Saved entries
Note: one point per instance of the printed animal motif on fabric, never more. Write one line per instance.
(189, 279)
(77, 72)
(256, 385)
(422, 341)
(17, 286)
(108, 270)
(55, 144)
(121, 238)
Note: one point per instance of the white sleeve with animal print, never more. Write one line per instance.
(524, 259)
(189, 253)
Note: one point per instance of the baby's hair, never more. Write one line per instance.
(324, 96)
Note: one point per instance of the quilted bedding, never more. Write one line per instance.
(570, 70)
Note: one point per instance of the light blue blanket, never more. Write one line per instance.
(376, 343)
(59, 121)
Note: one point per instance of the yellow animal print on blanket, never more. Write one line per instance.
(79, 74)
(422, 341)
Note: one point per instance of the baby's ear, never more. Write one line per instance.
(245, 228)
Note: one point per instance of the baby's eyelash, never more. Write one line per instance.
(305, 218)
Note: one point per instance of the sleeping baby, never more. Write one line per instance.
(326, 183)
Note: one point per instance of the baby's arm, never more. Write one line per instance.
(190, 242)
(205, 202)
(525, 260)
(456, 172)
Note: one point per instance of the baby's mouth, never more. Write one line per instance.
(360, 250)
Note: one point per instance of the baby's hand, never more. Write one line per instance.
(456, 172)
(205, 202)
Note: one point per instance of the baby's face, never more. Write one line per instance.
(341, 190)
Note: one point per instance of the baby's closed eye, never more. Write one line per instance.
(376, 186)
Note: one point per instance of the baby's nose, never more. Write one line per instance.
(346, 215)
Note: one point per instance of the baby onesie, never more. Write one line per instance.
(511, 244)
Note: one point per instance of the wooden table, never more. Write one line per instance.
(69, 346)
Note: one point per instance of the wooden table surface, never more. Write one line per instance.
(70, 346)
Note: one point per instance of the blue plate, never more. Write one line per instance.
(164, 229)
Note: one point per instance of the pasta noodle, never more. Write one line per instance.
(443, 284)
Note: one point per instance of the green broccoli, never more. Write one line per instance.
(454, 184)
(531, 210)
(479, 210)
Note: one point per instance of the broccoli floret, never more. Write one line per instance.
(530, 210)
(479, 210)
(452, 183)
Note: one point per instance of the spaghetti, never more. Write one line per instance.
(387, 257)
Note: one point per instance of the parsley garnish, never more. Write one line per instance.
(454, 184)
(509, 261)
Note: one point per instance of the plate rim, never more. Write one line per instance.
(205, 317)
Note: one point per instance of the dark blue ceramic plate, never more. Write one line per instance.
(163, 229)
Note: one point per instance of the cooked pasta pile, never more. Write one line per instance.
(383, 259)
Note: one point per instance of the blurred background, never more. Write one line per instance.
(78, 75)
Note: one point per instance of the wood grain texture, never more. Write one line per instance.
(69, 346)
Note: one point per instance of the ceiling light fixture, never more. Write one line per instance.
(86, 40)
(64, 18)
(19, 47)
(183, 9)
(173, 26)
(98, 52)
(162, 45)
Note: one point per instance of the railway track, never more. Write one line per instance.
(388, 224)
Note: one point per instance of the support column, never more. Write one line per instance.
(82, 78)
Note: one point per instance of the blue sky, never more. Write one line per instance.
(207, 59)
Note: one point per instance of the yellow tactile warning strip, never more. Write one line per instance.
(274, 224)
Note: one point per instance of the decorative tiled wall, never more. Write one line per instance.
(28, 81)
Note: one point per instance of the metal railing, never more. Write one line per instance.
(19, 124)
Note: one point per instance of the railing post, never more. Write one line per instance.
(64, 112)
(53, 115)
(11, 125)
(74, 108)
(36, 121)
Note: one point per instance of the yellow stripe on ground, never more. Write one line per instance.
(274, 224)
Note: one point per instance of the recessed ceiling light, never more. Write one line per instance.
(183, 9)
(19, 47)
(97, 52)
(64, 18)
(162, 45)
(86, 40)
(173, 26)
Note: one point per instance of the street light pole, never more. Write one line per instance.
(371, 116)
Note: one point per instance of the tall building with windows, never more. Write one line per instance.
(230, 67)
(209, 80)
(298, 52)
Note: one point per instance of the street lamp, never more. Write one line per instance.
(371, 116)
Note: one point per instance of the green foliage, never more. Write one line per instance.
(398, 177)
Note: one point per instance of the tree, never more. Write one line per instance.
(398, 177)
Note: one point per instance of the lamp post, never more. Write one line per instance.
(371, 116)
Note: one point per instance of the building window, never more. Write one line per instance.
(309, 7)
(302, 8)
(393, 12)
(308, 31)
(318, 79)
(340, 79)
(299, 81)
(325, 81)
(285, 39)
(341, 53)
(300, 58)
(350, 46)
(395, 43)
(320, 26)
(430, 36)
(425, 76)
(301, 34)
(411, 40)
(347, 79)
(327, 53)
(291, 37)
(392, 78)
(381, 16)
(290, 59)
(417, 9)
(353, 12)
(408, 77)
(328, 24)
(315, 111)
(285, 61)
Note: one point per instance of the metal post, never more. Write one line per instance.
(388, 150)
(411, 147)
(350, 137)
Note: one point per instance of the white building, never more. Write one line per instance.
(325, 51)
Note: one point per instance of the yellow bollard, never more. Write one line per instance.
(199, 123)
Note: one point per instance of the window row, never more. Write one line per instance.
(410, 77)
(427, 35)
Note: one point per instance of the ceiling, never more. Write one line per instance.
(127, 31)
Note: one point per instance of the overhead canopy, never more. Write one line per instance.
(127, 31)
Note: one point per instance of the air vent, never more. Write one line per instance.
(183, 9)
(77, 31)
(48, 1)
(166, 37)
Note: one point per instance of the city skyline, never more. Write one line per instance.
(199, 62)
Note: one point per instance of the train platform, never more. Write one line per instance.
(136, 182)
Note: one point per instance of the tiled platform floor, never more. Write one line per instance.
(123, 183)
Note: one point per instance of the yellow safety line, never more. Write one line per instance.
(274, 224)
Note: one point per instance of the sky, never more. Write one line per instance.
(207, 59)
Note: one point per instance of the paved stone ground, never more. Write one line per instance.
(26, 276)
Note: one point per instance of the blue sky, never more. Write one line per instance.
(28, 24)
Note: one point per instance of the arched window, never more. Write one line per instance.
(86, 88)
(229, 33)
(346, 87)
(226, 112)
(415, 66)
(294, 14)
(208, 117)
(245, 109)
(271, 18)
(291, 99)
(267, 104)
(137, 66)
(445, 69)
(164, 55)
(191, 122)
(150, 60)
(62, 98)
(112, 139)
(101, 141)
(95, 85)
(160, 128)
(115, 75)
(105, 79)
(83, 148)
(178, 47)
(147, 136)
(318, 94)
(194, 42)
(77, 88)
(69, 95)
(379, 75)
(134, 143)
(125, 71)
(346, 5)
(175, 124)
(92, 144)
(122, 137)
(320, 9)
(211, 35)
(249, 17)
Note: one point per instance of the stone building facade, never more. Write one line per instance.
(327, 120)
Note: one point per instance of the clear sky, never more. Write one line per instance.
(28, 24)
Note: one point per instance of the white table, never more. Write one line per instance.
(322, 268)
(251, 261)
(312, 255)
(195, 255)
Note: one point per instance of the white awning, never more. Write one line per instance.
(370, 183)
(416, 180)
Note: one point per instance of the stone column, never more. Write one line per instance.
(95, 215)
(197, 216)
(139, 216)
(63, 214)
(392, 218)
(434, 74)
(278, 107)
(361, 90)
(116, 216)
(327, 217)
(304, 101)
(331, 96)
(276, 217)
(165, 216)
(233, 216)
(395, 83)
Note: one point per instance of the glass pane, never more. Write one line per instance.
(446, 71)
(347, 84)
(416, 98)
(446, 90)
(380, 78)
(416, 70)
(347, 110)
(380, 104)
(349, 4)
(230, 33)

### EXERCISE DESCRIPTION
A complete, exact copy of the entries above is what is wanted.

### PROBLEM SOLUTION
Note: one point per instance of the printed animal motif on fabric, never more. Write one line per instance.
(189, 279)
(77, 72)
(256, 385)
(422, 341)
(17, 286)
(108, 270)
(55, 144)
(121, 238)
Note: one point per instance of the white sleeve with animal print, never more. Write one line per instance.
(524, 259)
(189, 253)
Note: one point per instance of the baby's hair, never more. Write one line per instance.
(324, 96)
Note: one point per instance of the quilted bedding, never more. Write one line per instance.
(570, 70)
Note: one point per instance of the light blue blanket, never more. Write one line per instance.
(376, 343)
(59, 121)
Note: one point per instance of the yellow animal print on blanket, never more. Write one line per instance.
(79, 74)
(422, 341)
Note: one point per instance of the baby's ear, never more. Write one line per instance.
(245, 228)
Note: one point per instance of the baby's eyelash, never more. Write one line per instance.
(305, 218)
Note: one point per instance of the sleeping baby, never more. Write one line per instance.
(326, 183)
Note: one point per instance of the baby's arm, never more. Write one line per instance.
(190, 242)
(205, 202)
(525, 260)
(456, 172)
Note: one point per instance of the baby's mouth, never more. Write one line per instance.
(360, 250)
Note: one point per instance of the baby's hand, never more. Write one line per instance.
(456, 172)
(205, 202)
Note: one point per instance of the baby's face, never more. Write one line per instance.
(341, 190)
Note: one point per instance of the baby's closed eye, never more. Write one line per instance.
(376, 186)
Note: one point per instance of the baby's nose, never more. Write one line per instance.
(346, 215)
Note: one point per instance of the baby onesie, never more. Write one line per instance.
(511, 244)
Note: one point per instance of the wooden table, never more. Write one line per instance.
(69, 346)
Note: one point per instance of the wooden table surface, never more. Write one line per instance.
(70, 346)
Note: one point per instance of the blue plate, never more. Write one line per instance.
(164, 229)
Note: one point per instance of the pasta noodle, never more. Write one line per instance.
(443, 284)
Note: one point per instance of the green broccoli, never more. Write one line per instance.
(454, 184)
(531, 210)
(479, 210)
Note: one point per instance of the broccoli floret, never more. Write one line per instance.
(530, 210)
(479, 210)
(452, 183)
Note: one point per instance of the spaghetti, never more. Write one line per instance.
(387, 257)
Note: one point per instance of the parsley garnish, never more. Write one line per instance.
(454, 184)
(509, 261)
Note: one point per instance of the plate rim, never more. Write one line per instance.
(205, 317)
Note: one point per instance of the dark blue ceramic plate, never more. Write one line per instance.
(163, 229)
Note: one point per instance of the cooked pasta pile, never more. Write one line per instance.
(383, 259)
Note: one point per instance of the blurred background, never more. Write one line per instance.
(78, 75)
Note: one point per instance of the wood grain texture, never more. Write one line per instance.
(69, 346)
Note: one point per instance of the ceiling light fixture, never more. Write one line per instance.
(86, 40)
(64, 18)
(19, 47)
(183, 9)
(173, 26)
(98, 52)
(162, 45)
Note: one point per instance of the railway track, never more. Write one line per instance.
(388, 224)
Note: one point per instance of the support column, never more. Write one line per instance.
(82, 78)
Note: one point per instance of the blue sky, never more. Write one line per instance.
(207, 59)
Note: one point per instance of the yellow tactile warning strip, never more. Write one line per instance.
(274, 224)
Note: one point per instance of the decorative tiled wall, never more. Write one line per instance.
(28, 81)
Note: one point per instance of the metal railing, never more. Write one line per instance.
(19, 124)
Note: one point per instance of the railing post, never more. Write one line per instance.
(64, 112)
(53, 115)
(11, 125)
(74, 108)
(36, 121)
Note: one point per instance of the yellow stripe on ground, never more. Write one line per instance.
(274, 224)
Note: one point per instance of the recessed ceiling light, never more. Write one line per instance.
(183, 9)
(19, 47)
(97, 52)
(64, 18)
(162, 45)
(86, 40)
(173, 26)
Note: one point per instance of the street light pole, never more. Write one line per instance.
(371, 116)
Note: one point per instance of the tall building with windows, never more. Write one line per instance.
(230, 67)
(209, 80)
(298, 52)
Note: one point per instance of the street lamp, never more. Write one line per instance.
(371, 116)
Note: one point per instance of the green foliage, never more. Write one line per instance.
(398, 177)
Note: one point per instance of the tree, never more. Write one line per instance.
(398, 177)
Note: one point per instance of the lamp post, never more. Write one line per instance.
(371, 116)
Note: one point per instance of the building window, never more. Write one line per instance.
(309, 7)
(302, 8)
(393, 12)
(308, 31)
(318, 79)
(340, 79)
(299, 81)
(325, 81)
(285, 39)
(341, 53)
(300, 58)
(350, 46)
(395, 43)
(320, 26)
(430, 36)
(425, 76)
(301, 34)
(411, 40)
(347, 79)
(327, 53)
(291, 37)
(392, 78)
(381, 16)
(290, 59)
(417, 9)
(353, 12)
(408, 77)
(328, 24)
(315, 111)
(285, 61)
Note: one point per instance of the metal post, never more. Write one line per instance.
(388, 150)
(411, 147)
(350, 137)
Note: one point per instance of the white building, never more. Write one line per instance.
(325, 51)
Note: one point per instance of the yellow bollard, never more. Write one line per instance.
(199, 123)
Note: one point per instance of the window row, never more. Write one line per instance.
(410, 77)
(427, 35)
Note: one point per instance of the ceiling, never more. Write one line per instance.
(127, 31)
Note: one point per instance of the overhead canopy, never more. Write one line per instance.
(127, 31)
Note: one point per instance of the air vent, never more. Write one line per instance.
(183, 9)
(77, 31)
(48, 1)
(166, 37)
Note: one point per instance of the city skyline, never more. Write one line per instance.
(199, 62)
Note: one point per instance of the train platform, never more. Write one line per instance.
(136, 182)
Note: one point per instance of the tiled platform floor, never more. Write one line per instance.
(123, 183)
Note: one point per instance of the yellow safety line, never more. Write one line per instance.
(274, 224)
Note: one point per instance of the sky, never more. Write one line per instance.
(207, 59)
Note: one point per instance of the paved stone ground, never more. Write one line per instance.
(26, 276)
Note: one point per instance of the blue sky, never more. Write one line per instance.
(28, 24)
Note: one point per instance of the arched window, never more. Write one line per instance.
(86, 88)
(229, 33)
(346, 87)
(226, 112)
(415, 66)
(294, 14)
(208, 117)
(245, 109)
(271, 18)
(291, 99)
(267, 104)
(137, 66)
(445, 69)
(164, 55)
(191, 122)
(150, 60)
(62, 98)
(112, 139)
(101, 141)
(95, 85)
(160, 128)
(115, 75)
(105, 79)
(83, 148)
(178, 47)
(147, 136)
(318, 94)
(194, 42)
(77, 88)
(69, 95)
(379, 75)
(134, 143)
(125, 71)
(346, 5)
(175, 124)
(92, 144)
(122, 137)
(320, 9)
(211, 35)
(249, 17)
Note: one point per instance of the stone building facade, never more. Write one line per instance.
(327, 120)
Note: one point per instance of the clear sky, never more. Write one line per instance.
(28, 24)
Note: one point per instance of the white table, never more. Write one line per instance.
(322, 268)
(251, 261)
(312, 255)
(195, 255)
Note: one point per instance of the white awning, never more. Write one line per instance.
(370, 183)
(416, 180)
Note: one point per instance of the stone column, never more. Write one line per instance.
(95, 215)
(197, 216)
(139, 216)
(63, 214)
(392, 218)
(434, 74)
(278, 107)
(361, 90)
(116, 216)
(327, 217)
(304, 101)
(331, 96)
(276, 217)
(165, 216)
(233, 216)
(395, 83)
Note: one point per instance of the glass pane, never more. Write one line per instance.
(446, 71)
(347, 84)
(416, 98)
(446, 90)
(380, 78)
(416, 70)
(347, 110)
(380, 104)
(349, 4)
(230, 33)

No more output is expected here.